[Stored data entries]

##########

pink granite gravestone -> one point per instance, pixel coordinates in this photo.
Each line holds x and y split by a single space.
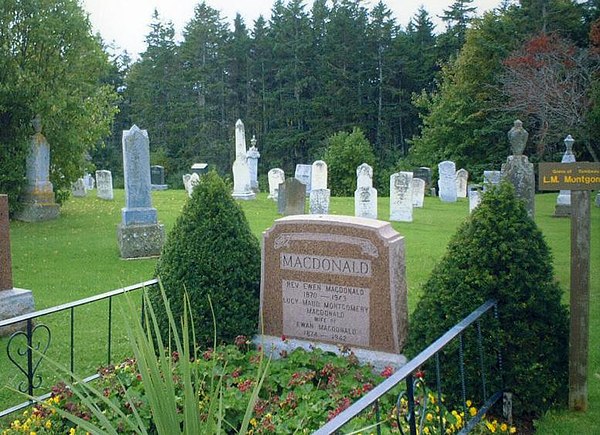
337 281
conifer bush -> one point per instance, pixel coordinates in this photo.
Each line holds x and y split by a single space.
499 253
212 252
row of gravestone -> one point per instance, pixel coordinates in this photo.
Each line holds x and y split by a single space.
105 184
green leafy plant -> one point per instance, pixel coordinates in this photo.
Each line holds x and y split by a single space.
499 253
212 251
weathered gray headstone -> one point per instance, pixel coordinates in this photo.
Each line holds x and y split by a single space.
13 301
78 188
157 178
139 233
401 197
319 194
190 181
418 192
199 168
491 178
241 172
253 156
365 196
291 199
304 174
329 281
462 180
563 201
424 173
447 181
518 170
104 188
38 198
88 181
474 196
276 177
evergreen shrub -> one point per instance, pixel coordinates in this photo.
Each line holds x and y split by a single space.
211 251
344 153
499 253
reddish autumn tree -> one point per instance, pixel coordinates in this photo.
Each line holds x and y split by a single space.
548 82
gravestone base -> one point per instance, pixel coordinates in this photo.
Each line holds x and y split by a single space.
38 212
140 241
245 196
562 210
15 302
275 346
159 187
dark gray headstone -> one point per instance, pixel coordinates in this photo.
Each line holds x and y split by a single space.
140 234
292 197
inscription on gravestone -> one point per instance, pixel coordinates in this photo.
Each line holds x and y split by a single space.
335 279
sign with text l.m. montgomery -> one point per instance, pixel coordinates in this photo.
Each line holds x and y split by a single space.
569 176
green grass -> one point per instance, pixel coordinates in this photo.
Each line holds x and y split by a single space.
77 256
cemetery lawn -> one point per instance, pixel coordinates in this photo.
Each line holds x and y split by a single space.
77 256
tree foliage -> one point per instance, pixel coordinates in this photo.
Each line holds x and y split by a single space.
344 153
52 65
211 251
500 254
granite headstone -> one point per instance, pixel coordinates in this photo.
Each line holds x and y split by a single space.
13 301
332 281
276 177
319 193
139 233
104 188
365 196
241 171
401 205
38 203
447 181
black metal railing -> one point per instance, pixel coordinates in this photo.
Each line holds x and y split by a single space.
25 349
408 374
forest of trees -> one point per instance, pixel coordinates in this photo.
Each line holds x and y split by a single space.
419 95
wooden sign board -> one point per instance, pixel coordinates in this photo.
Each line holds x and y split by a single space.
569 176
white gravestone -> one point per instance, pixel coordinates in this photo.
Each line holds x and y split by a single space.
190 181
78 188
319 194
365 196
474 197
462 178
418 192
253 156
491 178
276 177
447 181
104 188
401 197
241 172
304 175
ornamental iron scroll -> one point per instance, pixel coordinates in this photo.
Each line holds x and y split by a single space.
367 247
24 358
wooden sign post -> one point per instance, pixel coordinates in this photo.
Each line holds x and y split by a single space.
580 178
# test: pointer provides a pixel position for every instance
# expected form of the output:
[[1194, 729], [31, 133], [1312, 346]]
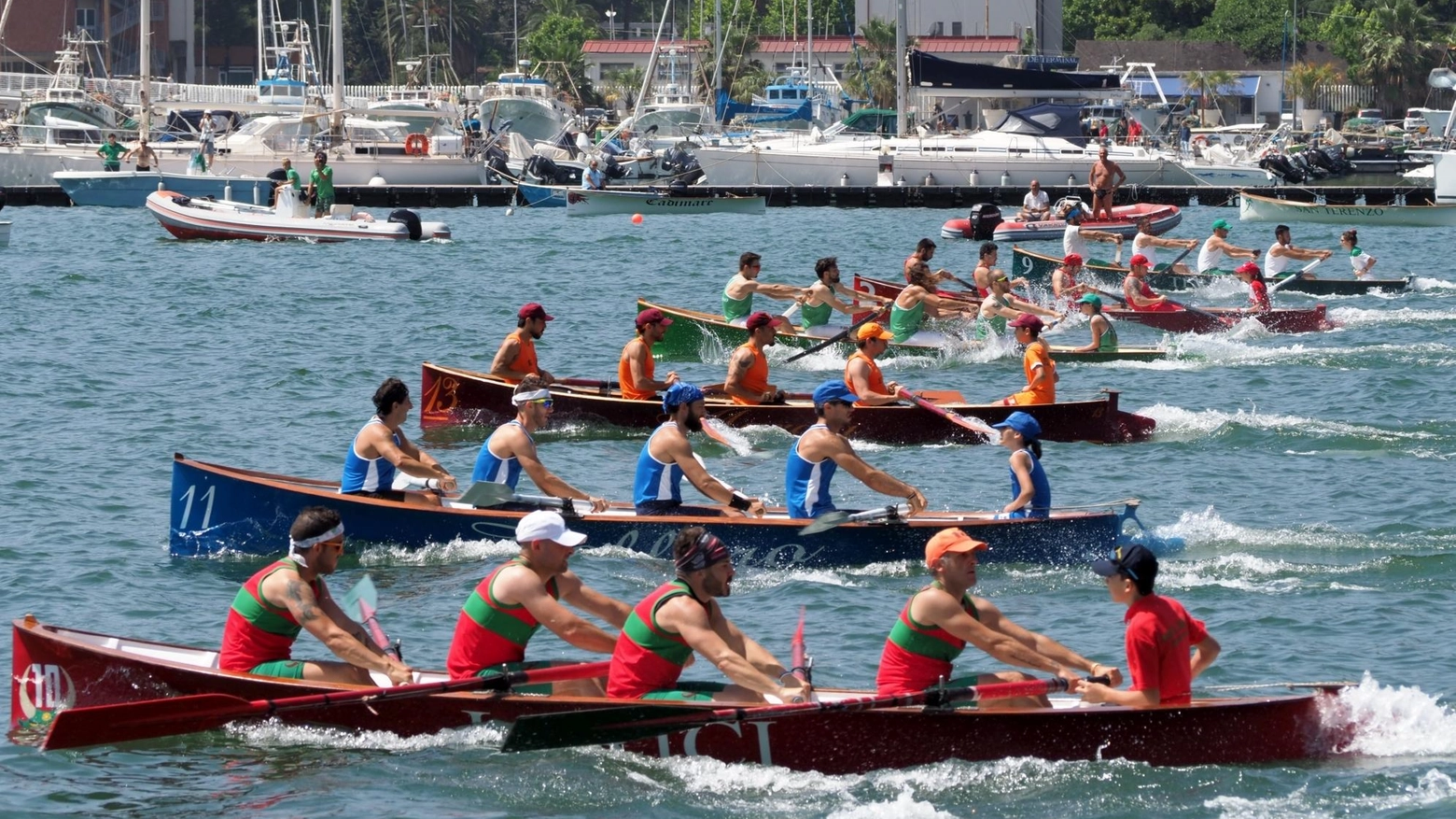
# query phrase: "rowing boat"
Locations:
[[228, 510], [463, 397], [59, 668]]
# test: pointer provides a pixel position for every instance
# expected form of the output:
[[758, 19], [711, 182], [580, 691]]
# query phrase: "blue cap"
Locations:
[[833, 390], [679, 394], [1022, 423]]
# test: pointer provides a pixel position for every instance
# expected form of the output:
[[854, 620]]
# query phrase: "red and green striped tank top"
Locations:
[[648, 657], [917, 657], [491, 633], [258, 631]]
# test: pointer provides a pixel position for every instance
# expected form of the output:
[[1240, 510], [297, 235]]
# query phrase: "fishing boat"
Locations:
[[59, 670], [698, 335], [226, 510], [1266, 208], [463, 397], [218, 219]]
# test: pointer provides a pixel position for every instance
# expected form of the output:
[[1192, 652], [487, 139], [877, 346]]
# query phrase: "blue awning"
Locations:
[[1174, 88]]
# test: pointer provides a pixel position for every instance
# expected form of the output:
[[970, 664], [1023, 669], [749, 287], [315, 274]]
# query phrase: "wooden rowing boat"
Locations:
[[59, 668], [223, 509], [463, 397]]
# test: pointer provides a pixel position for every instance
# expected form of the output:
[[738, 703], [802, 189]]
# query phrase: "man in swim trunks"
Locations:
[[681, 616], [288, 597]]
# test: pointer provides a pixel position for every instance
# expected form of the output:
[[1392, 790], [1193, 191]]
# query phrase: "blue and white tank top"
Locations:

##########

* **AIM OF THE EXERCISE**
Search the data above for lines holding "query" and copy each of them.

* **RESPONSE TO THIS TASK**
# query phrase: "rowing boat"
# query phrase: "blue cap"
# query phrase: "red and green striped tank top"
# query phrase: "fishing boat"
# query phrase: "blue awning"
# query phrase: "wooden rowing boat"
# query phrase: "man in swim trunks"
# query phrase: "blue and white tank top"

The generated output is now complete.